Task brief:
What is needed here is a word-for-word copy of all the entries below.

─── Supplied records

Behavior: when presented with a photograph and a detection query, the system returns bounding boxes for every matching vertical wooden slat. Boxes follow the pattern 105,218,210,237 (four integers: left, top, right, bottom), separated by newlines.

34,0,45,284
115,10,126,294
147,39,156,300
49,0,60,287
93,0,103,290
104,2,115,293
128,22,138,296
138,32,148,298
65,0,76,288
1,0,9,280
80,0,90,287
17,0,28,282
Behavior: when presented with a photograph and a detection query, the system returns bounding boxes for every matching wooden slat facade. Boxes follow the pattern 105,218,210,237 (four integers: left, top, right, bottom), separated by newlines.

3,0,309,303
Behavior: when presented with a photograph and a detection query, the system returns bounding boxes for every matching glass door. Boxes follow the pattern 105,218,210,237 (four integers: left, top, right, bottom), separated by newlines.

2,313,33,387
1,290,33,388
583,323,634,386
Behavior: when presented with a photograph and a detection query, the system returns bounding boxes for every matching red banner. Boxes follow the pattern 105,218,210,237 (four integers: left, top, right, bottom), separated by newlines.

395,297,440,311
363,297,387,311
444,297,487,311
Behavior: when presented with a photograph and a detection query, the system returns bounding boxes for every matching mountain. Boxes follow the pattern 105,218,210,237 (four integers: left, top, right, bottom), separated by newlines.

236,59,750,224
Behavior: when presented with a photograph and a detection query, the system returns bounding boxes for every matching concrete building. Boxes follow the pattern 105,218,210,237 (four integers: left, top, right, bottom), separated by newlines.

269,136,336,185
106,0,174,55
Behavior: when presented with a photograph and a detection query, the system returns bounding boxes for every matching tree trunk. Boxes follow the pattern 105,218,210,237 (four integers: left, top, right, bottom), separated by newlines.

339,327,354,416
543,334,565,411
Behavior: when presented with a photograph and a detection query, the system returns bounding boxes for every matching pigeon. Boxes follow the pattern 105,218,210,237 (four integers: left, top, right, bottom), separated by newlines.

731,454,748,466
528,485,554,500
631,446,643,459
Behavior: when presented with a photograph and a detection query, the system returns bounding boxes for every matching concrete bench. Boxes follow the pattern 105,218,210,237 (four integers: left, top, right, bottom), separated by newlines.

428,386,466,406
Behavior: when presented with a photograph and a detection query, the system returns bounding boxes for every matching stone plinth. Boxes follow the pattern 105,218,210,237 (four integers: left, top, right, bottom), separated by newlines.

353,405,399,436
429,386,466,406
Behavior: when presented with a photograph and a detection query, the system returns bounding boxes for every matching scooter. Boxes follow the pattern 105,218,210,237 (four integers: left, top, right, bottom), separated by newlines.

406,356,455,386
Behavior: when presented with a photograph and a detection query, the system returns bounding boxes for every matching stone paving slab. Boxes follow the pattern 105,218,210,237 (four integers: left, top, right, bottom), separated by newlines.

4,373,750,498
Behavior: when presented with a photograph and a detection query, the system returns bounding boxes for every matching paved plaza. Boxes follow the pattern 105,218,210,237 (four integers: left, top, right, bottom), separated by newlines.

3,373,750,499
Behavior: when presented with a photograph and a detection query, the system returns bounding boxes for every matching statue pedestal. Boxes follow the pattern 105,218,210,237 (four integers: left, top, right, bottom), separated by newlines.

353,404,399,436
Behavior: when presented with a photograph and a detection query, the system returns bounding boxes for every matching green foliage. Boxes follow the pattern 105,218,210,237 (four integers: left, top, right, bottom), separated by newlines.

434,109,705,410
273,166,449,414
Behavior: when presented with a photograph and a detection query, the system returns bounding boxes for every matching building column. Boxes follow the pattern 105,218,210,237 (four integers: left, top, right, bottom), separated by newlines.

──────

Response to this task:
Behavior: when presented with a photograph and a detection query, the system returns bounding boxes for every matching vertical wooden slat. Boxes follow the pattern 105,218,210,237 (four integers: left, top, right, bottom), separated by newlines.

34,0,45,284
115,10,126,294
147,39,156,300
49,0,60,287
93,0,103,290
104,2,115,293
128,22,138,296
138,32,148,298
65,0,76,288
1,0,9,280
80,0,90,287
17,0,28,282
Behavior: when presented with a photograph and a detection query, the system returns bounding boxes for every matching wooden slat facade. Boxes follow the pattern 105,218,210,237 (four integers: left, top, right, bottom), separated by newlines.

3,0,309,303
Behavior: when presented with a photograph and a detection query, the system returns bounding boxes for every matching glass door. Boxes follow the pattern 105,218,210,237 (four integers: left, top, right, bottom), separated by newlines.

2,313,33,387
1,290,33,388
583,323,634,386
Behavior: when presented with a photograph and a detection query, the system returns bounding boxes for every matching red banner. Boxes follow the pattern 105,218,210,237 (four integers: left, top, right, bottom), separated by newlines.

395,297,440,311
363,297,387,311
444,297,487,311
Behavior: when presented with a photograph and a detection query, the system returns bounding boxes for every matching mountain. Boxes follow the pattern 105,218,210,237 (four integers: left, top, right, bottom), separated by newlines.

236,59,750,224
Behavior: when presented with a photograph and a detection query, the system returns bounding boxes for every matching concrete building. Boxes follow the pattern 105,218,210,237 (four integers: left, top, right, bottom), separated by newlines.

269,136,336,185
106,0,174,55
Behavior: when presented with a photograph and a detection query, the system returns bounding boxes for every matching tree trunk. Boxes follow the pattern 105,218,210,237 (four integers: left, top, right, bottom), separated by newlines.

339,327,354,416
543,334,565,411
Behavior: when presented with a photograph and a detection query, the system returns bounding boxes for every matching pigeon. Boxes follow the pattern 105,218,210,237 (four integers: left, top, right, bottom), separated by newlines.

731,454,748,466
528,485,554,500
631,446,643,459
Behavior: when presented with a photograph and a detection query, the system returns bounding boxes for every matching concrete bench. Boxes follow the pattern 105,218,210,237 (four integers: left, top, right, bottom), separated by newlines.

428,386,466,406
Behavior: when presented with a photograph and a detection query, the system returns bounding boxes for every matching stone plinth. Boxes follow the pattern 105,218,210,237 (four integers: left, top, right, bottom), separated by newlines.

353,405,399,436
429,386,466,406
Behavior: when presented with a photograph and a detection query, the system returns bounding boxes for every matching scooter. Boxes follow the pattern 105,218,210,237 (four integers: left, top, right, bottom), separated by newlines.

406,356,455,386
Behavior: when presented with a photograph and a detection query, the system returns bounding boxes for every matching stone paving slab. Boxes follow the pattern 105,218,210,237 (four integers: left, top, right, bottom), separated by newlines.

4,373,750,498
Behavior: when presented with a photograph and a detection query, the system returns bounding boxes for every matching paved plaza. Boxes follow the pattern 105,218,210,237 (four integers: left, top, right, bottom), separated by newlines.

3,373,750,499
Behavior: when presented with a photograph and a detection query, the system returns bounding boxes for every matching statue pedestal. Boxes follow the pattern 105,218,210,237 (four integers: left, top, right, bottom), separated by newlines.

353,404,399,436
Behavior: when presented with a photograph and a detection query, the system returns bounding boxes for every matching green foliage. Boxes follow the pattern 105,218,210,237 (four integers: left, top, right, bottom), separated by newlines.

434,109,705,410
273,166,449,414
Behavior: when presented with a photograph and a detection query, the system returns bounding boxes for every matching building column. Boxes follow the pattern 105,218,210,237 (four integers: left, top, right, bottom), separated by newlines.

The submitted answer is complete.